_SOURCE RECORDS_:
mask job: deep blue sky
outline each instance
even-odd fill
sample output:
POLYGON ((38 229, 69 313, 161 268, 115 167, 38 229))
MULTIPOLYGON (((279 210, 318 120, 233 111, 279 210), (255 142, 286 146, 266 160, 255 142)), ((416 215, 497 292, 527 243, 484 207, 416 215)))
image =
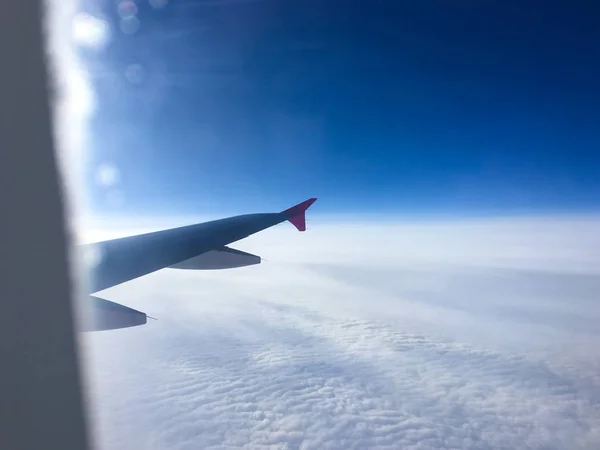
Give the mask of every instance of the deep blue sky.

_PROBLEM REQUIREMENTS_: Reproduce every line above verbatim, omitting the picture.

_FULL OUTPUT_:
mask job: deep blue sky
outline each instance
even-odd fill
sample output:
POLYGON ((38 229, 69 313, 161 268, 115 167, 38 229))
MULTIPOLYGON (((279 210, 318 120, 233 111, 279 210), (255 142, 286 146, 266 160, 255 142)), ((416 215, 497 292, 527 243, 484 207, 416 215)))
image =
Give the mask of every instance of the deep blue sky.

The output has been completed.